STATED GOAL A
In the article about the suspended union officer, what share of the students surveyed said they did not understand how union council works?

PAGE EXTRACT
········

Last week Concrete broke the news that a union officer had been suspended from the LCR following their behaviour on a night out. Since this story broke, several conflicting motions have been brought against Jo Swo and will be discussed at union council.

Over the weekend we spoke to students on campus to gauge their reaction to the story.  Although almost half of those surveyed felt that Miss Swo should remain in her position as Welfare, Community and Diversity Officer, most did feel that a line had been crossed and there should be consequences for her actions. On the whole however, there is a large amount of sympathy felt for Miss Swo, with many students of the idea that “we all make mistakes, particularly after a few drinks.”

With conflicting motions about to be discussed at council, there is confusion over the future of Miss Swo’s position at the SU. 62 percent of students we spoke to said that did not understand how union council works and, having spent most of the weekend trying to decipher the union bylaws, I don’t entirely blame them. As it currently stands, both a motion of no confidence and a motion to censure Miss Swo have been proposed for discussion.

········

STATED GOAL B
From the listing below, give as a JSON list of strings, one per line and with blank lines left out, the lines starting with the one containing "Where can the boy's white" and going on through the end of the listing.

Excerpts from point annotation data

········

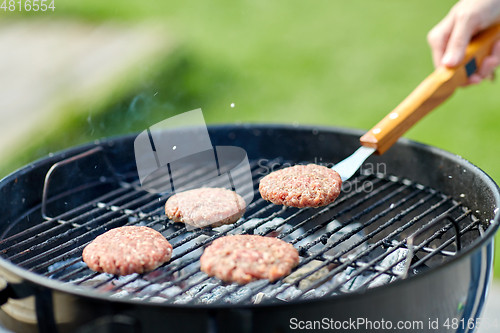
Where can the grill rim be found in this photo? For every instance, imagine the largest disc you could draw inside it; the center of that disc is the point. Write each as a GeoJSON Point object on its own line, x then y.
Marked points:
{"type": "Point", "coordinates": [40, 280]}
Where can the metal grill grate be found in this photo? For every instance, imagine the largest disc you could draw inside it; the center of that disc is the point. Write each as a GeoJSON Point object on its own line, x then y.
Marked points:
{"type": "Point", "coordinates": [357, 242]}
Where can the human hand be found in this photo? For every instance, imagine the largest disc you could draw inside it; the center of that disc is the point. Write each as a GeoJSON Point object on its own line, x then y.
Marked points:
{"type": "Point", "coordinates": [450, 37]}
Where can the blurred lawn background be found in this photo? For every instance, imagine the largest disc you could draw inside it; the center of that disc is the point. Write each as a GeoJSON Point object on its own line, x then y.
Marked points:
{"type": "Point", "coordinates": [334, 63]}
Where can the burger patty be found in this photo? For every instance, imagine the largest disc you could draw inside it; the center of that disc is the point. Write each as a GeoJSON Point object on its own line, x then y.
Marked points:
{"type": "Point", "coordinates": [127, 250]}
{"type": "Point", "coordinates": [301, 186]}
{"type": "Point", "coordinates": [245, 258]}
{"type": "Point", "coordinates": [205, 206]}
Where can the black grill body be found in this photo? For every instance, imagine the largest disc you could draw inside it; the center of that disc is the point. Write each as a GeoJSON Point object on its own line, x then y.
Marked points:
{"type": "Point", "coordinates": [453, 289]}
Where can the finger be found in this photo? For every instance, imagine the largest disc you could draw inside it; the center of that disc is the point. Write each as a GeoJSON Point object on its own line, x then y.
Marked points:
{"type": "Point", "coordinates": [488, 66]}
{"type": "Point", "coordinates": [438, 38]}
{"type": "Point", "coordinates": [459, 39]}
{"type": "Point", "coordinates": [496, 50]}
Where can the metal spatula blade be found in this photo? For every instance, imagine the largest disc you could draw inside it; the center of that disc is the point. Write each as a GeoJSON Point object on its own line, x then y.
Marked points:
{"type": "Point", "coordinates": [350, 165]}
{"type": "Point", "coordinates": [433, 91]}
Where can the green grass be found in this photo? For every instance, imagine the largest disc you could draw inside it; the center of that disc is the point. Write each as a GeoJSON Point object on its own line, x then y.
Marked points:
{"type": "Point", "coordinates": [338, 63]}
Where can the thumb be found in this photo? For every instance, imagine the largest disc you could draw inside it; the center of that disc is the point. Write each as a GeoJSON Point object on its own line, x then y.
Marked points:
{"type": "Point", "coordinates": [459, 39]}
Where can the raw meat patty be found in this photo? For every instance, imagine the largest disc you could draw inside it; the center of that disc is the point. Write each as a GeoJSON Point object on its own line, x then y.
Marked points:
{"type": "Point", "coordinates": [301, 186]}
{"type": "Point", "coordinates": [127, 250]}
{"type": "Point", "coordinates": [245, 258]}
{"type": "Point", "coordinates": [205, 206]}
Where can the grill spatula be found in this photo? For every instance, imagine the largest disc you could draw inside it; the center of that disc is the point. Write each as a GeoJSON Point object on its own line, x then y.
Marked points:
{"type": "Point", "coordinates": [433, 91]}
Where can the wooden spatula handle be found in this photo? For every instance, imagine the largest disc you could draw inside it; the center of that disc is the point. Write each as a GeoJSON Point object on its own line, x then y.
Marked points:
{"type": "Point", "coordinates": [433, 91]}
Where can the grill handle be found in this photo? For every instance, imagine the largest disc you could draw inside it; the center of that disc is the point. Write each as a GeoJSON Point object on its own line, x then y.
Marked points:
{"type": "Point", "coordinates": [69, 160]}
{"type": "Point", "coordinates": [433, 91]}
{"type": "Point", "coordinates": [410, 241]}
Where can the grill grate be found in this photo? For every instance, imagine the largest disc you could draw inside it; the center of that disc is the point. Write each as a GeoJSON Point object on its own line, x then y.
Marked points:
{"type": "Point", "coordinates": [355, 243]}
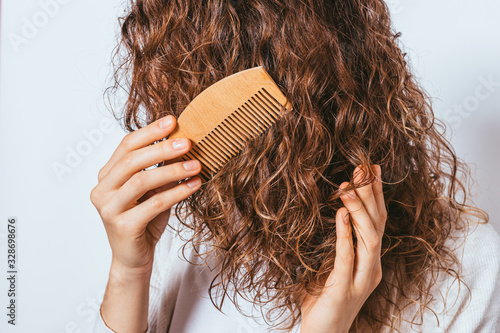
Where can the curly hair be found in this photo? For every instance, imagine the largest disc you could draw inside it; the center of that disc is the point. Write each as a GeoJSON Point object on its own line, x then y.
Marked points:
{"type": "Point", "coordinates": [271, 209]}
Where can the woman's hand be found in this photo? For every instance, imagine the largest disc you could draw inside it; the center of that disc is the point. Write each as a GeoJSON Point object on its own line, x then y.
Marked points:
{"type": "Point", "coordinates": [135, 205]}
{"type": "Point", "coordinates": [355, 274]}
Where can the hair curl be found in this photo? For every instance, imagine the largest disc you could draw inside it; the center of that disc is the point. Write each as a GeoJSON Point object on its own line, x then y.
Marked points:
{"type": "Point", "coordinates": [271, 209]}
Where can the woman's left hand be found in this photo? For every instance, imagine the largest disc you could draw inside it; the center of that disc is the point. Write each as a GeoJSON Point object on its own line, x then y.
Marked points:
{"type": "Point", "coordinates": [356, 273]}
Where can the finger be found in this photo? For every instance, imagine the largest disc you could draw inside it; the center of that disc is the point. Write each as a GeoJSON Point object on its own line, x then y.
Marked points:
{"type": "Point", "coordinates": [140, 138]}
{"type": "Point", "coordinates": [360, 218]}
{"type": "Point", "coordinates": [158, 203]}
{"type": "Point", "coordinates": [142, 182]}
{"type": "Point", "coordinates": [365, 193]}
{"type": "Point", "coordinates": [342, 273]}
{"type": "Point", "coordinates": [138, 160]}
{"type": "Point", "coordinates": [379, 197]}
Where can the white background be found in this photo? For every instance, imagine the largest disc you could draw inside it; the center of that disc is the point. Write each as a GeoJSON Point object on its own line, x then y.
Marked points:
{"type": "Point", "coordinates": [52, 81]}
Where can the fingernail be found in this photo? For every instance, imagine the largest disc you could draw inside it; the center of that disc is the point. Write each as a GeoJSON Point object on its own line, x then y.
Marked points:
{"type": "Point", "coordinates": [165, 122]}
{"type": "Point", "coordinates": [179, 144]}
{"type": "Point", "coordinates": [190, 165]}
{"type": "Point", "coordinates": [194, 182]}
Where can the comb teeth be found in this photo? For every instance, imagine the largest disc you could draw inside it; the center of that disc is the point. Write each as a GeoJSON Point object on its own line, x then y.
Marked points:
{"type": "Point", "coordinates": [226, 140]}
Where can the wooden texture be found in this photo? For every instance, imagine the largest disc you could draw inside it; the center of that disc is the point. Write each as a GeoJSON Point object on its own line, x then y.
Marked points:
{"type": "Point", "coordinates": [221, 119]}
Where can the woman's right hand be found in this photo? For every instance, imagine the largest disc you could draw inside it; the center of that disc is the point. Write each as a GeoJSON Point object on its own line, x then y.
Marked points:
{"type": "Point", "coordinates": [134, 205]}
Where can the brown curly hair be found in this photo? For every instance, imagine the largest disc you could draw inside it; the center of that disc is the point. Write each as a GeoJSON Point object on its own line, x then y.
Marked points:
{"type": "Point", "coordinates": [271, 210]}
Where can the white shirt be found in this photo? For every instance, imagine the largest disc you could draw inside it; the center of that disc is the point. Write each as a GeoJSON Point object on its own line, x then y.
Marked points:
{"type": "Point", "coordinates": [179, 300]}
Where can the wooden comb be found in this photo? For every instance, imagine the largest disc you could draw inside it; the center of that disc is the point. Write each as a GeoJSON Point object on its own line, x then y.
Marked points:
{"type": "Point", "coordinates": [221, 119]}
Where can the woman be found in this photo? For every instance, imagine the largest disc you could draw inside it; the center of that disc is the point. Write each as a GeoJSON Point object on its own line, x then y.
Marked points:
{"type": "Point", "coordinates": [344, 216]}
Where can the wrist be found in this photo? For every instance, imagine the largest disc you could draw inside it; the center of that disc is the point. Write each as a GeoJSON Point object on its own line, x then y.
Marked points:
{"type": "Point", "coordinates": [122, 272]}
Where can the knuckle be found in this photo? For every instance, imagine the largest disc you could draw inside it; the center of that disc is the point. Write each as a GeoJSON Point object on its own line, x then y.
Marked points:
{"type": "Point", "coordinates": [137, 180]}
{"type": "Point", "coordinates": [100, 174]}
{"type": "Point", "coordinates": [95, 195]}
{"type": "Point", "coordinates": [377, 275]}
{"type": "Point", "coordinates": [128, 161]}
{"type": "Point", "coordinates": [348, 258]}
{"type": "Point", "coordinates": [126, 142]}
{"type": "Point", "coordinates": [157, 203]}
{"type": "Point", "coordinates": [106, 214]}
{"type": "Point", "coordinates": [384, 215]}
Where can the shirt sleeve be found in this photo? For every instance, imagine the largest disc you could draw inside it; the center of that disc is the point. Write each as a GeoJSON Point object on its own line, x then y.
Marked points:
{"type": "Point", "coordinates": [167, 267]}
{"type": "Point", "coordinates": [472, 306]}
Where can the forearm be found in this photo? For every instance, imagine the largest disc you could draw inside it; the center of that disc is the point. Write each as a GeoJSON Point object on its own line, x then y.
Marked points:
{"type": "Point", "coordinates": [124, 307]}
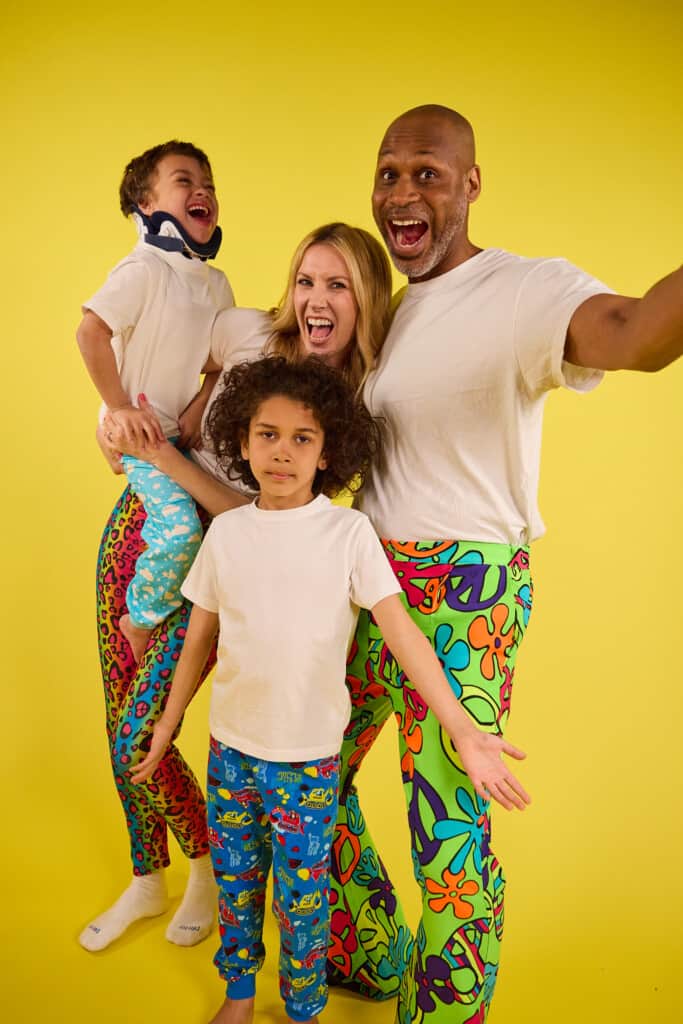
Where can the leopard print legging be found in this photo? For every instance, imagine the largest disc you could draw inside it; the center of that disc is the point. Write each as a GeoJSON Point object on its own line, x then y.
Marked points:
{"type": "Point", "coordinates": [134, 697]}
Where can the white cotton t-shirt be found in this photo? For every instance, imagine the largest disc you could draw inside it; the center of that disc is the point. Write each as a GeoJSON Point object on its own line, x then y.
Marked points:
{"type": "Point", "coordinates": [238, 335]}
{"type": "Point", "coordinates": [161, 306]}
{"type": "Point", "coordinates": [287, 587]}
{"type": "Point", "coordinates": [461, 384]}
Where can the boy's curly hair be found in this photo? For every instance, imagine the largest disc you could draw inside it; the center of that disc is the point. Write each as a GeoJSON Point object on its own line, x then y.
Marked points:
{"type": "Point", "coordinates": [351, 435]}
{"type": "Point", "coordinates": [137, 175]}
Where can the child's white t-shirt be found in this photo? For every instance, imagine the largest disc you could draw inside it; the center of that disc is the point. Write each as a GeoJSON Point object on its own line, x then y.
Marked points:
{"type": "Point", "coordinates": [161, 307]}
{"type": "Point", "coordinates": [238, 335]}
{"type": "Point", "coordinates": [287, 587]}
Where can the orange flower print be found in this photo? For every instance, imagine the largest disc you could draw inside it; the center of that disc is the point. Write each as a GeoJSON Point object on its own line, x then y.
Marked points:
{"type": "Point", "coordinates": [412, 733]}
{"type": "Point", "coordinates": [452, 892]}
{"type": "Point", "coordinates": [496, 643]}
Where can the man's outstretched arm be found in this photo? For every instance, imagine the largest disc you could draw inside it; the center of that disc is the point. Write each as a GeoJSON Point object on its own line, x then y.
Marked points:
{"type": "Point", "coordinates": [614, 332]}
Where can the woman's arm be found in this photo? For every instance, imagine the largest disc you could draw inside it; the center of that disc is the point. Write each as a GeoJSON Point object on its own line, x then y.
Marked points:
{"type": "Point", "coordinates": [201, 632]}
{"type": "Point", "coordinates": [479, 752]}
{"type": "Point", "coordinates": [206, 489]}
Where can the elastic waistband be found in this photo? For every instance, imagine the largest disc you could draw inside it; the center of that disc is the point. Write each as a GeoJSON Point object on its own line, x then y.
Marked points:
{"type": "Point", "coordinates": [425, 553]}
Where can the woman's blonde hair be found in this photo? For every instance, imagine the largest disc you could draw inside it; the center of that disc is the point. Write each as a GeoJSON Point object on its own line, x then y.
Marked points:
{"type": "Point", "coordinates": [371, 280]}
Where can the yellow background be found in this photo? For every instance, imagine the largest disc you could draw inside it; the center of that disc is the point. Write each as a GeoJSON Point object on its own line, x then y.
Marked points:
{"type": "Point", "coordinates": [578, 113]}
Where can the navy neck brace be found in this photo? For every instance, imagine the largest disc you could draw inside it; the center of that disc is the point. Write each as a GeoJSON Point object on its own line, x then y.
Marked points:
{"type": "Point", "coordinates": [162, 229]}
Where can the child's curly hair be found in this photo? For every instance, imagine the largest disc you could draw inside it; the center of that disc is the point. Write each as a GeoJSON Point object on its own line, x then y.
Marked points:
{"type": "Point", "coordinates": [351, 435]}
{"type": "Point", "coordinates": [140, 170]}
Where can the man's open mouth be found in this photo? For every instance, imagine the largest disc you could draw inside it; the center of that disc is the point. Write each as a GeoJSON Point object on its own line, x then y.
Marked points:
{"type": "Point", "coordinates": [318, 328]}
{"type": "Point", "coordinates": [408, 232]}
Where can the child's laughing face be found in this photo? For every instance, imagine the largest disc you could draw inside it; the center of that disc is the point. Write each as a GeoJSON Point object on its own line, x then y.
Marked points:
{"type": "Point", "coordinates": [184, 188]}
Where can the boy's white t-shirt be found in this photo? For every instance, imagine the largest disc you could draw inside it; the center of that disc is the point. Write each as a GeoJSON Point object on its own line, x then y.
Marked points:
{"type": "Point", "coordinates": [461, 384]}
{"type": "Point", "coordinates": [287, 587]}
{"type": "Point", "coordinates": [161, 307]}
{"type": "Point", "coordinates": [238, 335]}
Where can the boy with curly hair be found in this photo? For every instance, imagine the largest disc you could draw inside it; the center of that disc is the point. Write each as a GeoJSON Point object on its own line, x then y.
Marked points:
{"type": "Point", "coordinates": [147, 331]}
{"type": "Point", "coordinates": [283, 580]}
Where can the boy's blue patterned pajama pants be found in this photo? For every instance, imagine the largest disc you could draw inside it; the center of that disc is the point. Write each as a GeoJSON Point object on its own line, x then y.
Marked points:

········

RESPONSE A
62 percent

RESPONSE B
[
  "Where can the boy's white t-shirt be found in this photo? For every instance, imagine the largest disc you could draw inside it; the center of that disc is the point. Write each as a GeoJSON Point object on its own line, x then y.",
  "Marked points:",
  "{\"type\": \"Point\", \"coordinates\": [461, 384]}",
  "{\"type\": \"Point\", \"coordinates\": [287, 587]}",
  "{\"type\": \"Point\", \"coordinates\": [161, 307]}",
  "{\"type\": \"Point\", \"coordinates\": [238, 335]}",
  "Where can the boy with curly hair be found in this photo? For every instance, imagine the largest disc you could draw inside it; the center of that disc is the point. Write each as a GeoJSON Point object on its own line, x then y.",
  "Marked points:",
  "{\"type\": \"Point\", \"coordinates\": [147, 331]}",
  "{\"type\": \"Point\", \"coordinates\": [283, 580]}",
  "Where can the boy's blue patterned pajama pants be found in this photo? For every instance, imagine the largest disc you could draw inside it; the center of that disc is the point. Write each as a GeoJSON Point object on its own line, x then y.",
  "Marked points:"
]